DIRECTIONS FOR THIS TASK: Recast the lines below as a JSON list of strings, one string per line and no blank lines. Begin at the first line of the records and stop after the line that contains "x=532 y=846".

Pointing dataset excerpts:
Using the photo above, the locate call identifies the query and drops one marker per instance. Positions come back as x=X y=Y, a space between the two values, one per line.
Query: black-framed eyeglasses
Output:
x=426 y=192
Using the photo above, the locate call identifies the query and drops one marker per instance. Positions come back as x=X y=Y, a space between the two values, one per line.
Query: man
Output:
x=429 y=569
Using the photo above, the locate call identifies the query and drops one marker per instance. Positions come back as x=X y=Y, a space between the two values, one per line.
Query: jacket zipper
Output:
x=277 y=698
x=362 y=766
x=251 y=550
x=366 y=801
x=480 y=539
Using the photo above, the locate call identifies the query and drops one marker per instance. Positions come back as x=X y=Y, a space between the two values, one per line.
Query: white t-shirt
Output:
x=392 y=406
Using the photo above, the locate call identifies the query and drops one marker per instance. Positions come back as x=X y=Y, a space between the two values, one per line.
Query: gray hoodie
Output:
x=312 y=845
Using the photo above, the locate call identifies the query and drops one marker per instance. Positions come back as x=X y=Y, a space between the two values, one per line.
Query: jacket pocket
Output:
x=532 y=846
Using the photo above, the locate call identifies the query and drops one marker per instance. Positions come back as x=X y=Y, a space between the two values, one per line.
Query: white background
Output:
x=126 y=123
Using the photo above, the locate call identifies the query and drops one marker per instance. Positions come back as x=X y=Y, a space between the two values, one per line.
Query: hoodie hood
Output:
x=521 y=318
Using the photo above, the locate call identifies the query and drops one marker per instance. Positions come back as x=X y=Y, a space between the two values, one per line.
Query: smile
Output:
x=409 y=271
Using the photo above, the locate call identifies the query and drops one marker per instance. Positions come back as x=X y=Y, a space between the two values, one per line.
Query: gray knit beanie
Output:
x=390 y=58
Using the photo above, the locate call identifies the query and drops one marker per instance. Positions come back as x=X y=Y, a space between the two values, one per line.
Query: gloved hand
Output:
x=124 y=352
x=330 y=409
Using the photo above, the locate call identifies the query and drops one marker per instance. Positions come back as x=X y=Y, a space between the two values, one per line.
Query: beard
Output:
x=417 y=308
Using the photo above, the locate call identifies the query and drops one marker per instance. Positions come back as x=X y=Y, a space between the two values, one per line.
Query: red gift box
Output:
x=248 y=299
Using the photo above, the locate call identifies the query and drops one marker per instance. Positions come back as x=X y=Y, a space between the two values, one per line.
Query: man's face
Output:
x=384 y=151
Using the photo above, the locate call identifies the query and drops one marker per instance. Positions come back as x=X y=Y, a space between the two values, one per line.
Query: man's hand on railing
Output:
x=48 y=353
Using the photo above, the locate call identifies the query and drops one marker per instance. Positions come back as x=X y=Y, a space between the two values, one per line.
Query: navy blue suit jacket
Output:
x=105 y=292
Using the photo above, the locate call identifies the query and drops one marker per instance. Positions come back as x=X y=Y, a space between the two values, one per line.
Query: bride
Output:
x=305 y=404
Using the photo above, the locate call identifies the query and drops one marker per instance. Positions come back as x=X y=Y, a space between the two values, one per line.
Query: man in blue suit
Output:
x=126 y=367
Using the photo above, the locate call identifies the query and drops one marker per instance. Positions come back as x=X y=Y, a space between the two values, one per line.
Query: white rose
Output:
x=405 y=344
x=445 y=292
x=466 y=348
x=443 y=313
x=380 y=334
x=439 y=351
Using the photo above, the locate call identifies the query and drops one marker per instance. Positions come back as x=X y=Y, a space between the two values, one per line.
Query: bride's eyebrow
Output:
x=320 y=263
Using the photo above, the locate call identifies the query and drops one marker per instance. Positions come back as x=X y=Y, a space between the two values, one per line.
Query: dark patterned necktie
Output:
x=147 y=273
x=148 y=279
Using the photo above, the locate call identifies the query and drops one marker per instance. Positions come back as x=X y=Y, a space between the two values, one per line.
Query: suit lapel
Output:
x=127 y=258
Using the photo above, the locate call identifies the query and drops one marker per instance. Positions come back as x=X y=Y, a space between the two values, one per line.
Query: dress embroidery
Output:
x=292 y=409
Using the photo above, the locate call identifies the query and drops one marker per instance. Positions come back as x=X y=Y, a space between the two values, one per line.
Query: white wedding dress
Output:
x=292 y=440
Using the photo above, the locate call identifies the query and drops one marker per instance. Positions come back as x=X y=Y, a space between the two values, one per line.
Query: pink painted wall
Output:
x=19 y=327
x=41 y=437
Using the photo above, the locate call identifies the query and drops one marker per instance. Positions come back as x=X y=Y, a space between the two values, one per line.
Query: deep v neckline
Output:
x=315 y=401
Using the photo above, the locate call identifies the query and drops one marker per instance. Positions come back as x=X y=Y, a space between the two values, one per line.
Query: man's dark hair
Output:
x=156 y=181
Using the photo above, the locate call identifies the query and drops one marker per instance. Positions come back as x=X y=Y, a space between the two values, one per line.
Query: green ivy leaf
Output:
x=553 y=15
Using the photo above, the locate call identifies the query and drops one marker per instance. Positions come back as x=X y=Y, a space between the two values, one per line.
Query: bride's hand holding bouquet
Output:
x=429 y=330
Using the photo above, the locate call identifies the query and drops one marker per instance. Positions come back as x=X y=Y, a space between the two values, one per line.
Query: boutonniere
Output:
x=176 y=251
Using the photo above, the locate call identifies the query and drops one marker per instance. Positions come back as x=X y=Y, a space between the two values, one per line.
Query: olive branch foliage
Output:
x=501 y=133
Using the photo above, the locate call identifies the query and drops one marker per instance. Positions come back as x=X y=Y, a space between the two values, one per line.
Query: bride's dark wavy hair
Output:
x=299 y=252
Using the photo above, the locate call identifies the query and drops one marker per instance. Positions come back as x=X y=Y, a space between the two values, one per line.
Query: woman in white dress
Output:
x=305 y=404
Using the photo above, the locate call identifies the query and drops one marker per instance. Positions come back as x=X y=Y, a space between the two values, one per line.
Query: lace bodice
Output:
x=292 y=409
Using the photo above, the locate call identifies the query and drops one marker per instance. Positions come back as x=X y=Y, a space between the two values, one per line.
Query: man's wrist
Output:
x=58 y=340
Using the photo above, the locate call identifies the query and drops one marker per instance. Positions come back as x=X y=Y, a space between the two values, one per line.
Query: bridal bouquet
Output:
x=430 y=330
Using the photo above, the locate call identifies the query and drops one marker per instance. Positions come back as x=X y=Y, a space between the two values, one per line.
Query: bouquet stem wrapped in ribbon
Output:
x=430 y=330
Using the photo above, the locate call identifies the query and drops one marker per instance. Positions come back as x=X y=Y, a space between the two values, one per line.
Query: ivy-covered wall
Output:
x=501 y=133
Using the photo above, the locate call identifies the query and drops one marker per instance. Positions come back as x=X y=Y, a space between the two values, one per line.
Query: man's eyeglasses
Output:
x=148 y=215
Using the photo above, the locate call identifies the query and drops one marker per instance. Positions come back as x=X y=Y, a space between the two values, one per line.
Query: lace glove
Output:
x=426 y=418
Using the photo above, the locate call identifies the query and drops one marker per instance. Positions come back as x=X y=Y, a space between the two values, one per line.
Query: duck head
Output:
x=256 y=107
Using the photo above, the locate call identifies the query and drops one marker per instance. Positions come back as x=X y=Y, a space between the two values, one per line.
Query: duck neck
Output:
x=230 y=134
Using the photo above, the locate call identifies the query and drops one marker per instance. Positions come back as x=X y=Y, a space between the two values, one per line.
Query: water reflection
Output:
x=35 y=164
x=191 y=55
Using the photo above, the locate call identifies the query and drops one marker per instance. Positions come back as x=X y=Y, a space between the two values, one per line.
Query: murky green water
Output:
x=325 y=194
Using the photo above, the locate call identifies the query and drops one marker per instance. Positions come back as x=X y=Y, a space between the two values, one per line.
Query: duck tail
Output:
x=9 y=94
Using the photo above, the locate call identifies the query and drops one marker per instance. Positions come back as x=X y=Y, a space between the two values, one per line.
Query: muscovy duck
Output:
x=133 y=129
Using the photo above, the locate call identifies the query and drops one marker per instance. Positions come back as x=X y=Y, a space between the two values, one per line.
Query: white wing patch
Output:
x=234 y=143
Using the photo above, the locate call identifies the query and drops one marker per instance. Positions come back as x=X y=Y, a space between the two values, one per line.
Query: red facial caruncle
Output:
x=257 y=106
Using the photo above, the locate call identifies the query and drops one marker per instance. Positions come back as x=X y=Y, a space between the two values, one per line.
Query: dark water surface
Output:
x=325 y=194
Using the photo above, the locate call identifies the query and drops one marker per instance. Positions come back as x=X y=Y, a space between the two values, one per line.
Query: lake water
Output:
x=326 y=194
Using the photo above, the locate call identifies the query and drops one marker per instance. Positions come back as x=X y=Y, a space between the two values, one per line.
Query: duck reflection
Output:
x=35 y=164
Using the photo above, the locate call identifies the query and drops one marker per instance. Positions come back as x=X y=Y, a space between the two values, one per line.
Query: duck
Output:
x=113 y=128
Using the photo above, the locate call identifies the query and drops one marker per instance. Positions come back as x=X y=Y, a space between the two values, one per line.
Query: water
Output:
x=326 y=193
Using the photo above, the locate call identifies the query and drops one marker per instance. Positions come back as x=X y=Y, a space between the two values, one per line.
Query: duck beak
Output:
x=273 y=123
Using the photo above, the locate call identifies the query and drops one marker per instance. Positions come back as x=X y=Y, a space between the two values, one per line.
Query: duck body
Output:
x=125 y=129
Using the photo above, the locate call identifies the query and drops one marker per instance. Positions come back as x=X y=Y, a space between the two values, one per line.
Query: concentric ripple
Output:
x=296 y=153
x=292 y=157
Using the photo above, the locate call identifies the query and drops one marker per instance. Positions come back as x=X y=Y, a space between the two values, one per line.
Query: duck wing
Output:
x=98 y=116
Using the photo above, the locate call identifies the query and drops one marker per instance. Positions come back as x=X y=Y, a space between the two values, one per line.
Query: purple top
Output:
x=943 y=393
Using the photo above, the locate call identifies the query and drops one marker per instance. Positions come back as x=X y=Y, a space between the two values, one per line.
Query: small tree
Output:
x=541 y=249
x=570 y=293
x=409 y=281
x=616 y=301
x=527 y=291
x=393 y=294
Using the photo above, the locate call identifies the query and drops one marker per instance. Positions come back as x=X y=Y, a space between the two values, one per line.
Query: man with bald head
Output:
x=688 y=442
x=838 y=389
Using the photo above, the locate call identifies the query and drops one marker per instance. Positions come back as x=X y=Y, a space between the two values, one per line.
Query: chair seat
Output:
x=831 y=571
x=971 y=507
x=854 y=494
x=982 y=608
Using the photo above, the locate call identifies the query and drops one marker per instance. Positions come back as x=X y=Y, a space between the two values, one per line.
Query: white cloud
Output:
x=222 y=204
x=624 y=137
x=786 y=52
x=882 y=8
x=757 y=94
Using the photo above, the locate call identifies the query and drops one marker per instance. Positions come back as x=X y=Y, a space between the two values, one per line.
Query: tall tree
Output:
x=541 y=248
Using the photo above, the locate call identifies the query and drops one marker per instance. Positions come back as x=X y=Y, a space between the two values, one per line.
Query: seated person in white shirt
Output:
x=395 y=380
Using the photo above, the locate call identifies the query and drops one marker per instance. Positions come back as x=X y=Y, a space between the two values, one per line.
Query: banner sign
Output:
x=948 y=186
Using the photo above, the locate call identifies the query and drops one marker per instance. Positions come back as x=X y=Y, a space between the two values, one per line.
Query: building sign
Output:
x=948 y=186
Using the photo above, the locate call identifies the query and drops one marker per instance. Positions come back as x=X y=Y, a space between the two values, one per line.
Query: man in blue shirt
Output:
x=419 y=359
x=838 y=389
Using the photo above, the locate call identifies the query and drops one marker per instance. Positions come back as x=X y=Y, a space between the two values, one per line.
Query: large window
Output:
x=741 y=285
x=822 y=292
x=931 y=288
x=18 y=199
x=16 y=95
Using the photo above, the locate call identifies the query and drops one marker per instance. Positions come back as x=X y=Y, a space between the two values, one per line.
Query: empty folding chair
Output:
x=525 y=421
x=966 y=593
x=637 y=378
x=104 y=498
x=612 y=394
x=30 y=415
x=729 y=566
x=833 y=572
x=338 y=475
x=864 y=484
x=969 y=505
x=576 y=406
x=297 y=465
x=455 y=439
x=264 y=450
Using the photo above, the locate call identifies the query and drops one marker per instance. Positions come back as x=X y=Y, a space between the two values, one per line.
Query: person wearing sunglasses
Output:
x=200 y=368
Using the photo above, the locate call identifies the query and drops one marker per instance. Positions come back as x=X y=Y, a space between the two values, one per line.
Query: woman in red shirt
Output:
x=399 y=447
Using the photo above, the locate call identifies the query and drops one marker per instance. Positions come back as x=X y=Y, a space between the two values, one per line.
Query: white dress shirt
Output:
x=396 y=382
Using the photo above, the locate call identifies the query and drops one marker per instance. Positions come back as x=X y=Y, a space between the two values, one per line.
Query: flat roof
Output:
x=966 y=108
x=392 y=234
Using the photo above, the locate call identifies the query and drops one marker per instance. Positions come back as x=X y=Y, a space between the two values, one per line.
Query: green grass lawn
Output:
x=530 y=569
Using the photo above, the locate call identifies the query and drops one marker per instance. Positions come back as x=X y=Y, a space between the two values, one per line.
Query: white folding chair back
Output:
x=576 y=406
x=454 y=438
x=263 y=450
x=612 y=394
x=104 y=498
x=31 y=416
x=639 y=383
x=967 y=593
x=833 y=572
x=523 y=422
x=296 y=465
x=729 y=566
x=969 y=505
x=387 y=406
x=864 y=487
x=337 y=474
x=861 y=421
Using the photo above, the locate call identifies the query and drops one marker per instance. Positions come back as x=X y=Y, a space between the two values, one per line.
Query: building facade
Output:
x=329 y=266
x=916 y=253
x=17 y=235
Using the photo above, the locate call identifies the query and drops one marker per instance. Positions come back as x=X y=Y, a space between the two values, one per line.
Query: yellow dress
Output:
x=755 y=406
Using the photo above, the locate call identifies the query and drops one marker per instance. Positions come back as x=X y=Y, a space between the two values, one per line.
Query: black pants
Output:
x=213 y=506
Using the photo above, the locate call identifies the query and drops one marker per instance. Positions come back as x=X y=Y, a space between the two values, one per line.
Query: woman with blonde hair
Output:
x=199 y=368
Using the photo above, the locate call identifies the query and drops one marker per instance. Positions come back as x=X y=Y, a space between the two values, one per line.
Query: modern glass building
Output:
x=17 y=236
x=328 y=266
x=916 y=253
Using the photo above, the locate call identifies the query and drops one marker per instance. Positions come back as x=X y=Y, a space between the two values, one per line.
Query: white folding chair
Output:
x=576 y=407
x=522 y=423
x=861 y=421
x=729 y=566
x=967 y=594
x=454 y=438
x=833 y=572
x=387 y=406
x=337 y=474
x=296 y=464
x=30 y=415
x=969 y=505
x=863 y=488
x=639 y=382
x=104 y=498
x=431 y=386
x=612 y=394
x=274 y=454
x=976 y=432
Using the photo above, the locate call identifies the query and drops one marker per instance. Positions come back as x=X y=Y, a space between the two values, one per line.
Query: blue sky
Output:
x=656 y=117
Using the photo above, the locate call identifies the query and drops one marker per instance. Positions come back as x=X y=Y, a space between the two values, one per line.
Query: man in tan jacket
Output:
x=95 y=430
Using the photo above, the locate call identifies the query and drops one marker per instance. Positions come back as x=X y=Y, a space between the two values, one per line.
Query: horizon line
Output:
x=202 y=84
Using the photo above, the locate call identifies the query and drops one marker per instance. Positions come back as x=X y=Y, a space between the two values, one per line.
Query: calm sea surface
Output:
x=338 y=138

WORKED ANSWER:
[
  "Using the photo above, the locate call identifies the query and drops one marker per instance. Positions come back as x=X y=Y, a space between the two values, one per line.",
  "Query: black-framed eyeglasses",
  "Output:",
  "x=426 y=192",
  "Using the photo above, the locate call identifies the query and drops one marker per instance. Positions come back as x=X y=Y, a space between the two values, one per line.",
  "Query: man",
  "Output:",
  "x=429 y=569",
  "Using the photo above, the locate call identifies the query and drops one marker per instance. Positions come back as x=X y=Y, a space between the two values, one per line.",
  "Query: jacket zipper",
  "Output:",
  "x=277 y=698",
  "x=362 y=766",
  "x=251 y=550",
  "x=366 y=801",
  "x=480 y=539",
  "Using the photo above, the locate call identifies the query and drops one marker per instance. Positions come back as x=X y=Y, a space between the two values, one per line.",
  "Query: white t-shirt",
  "Output:",
  "x=392 y=406",
  "Using the photo above, the locate call identifies the query and drops one marker per instance. Positions come back as x=X y=Y, a space between the two values, one per line.",
  "Query: gray hoodie",
  "Output:",
  "x=312 y=845",
  "Using the photo above, the locate call identifies the query and drops one marker per instance. Positions come back as x=X y=Y, a space between the two values, one per line.",
  "Query: jacket pocket",
  "Output:",
  "x=532 y=846"
]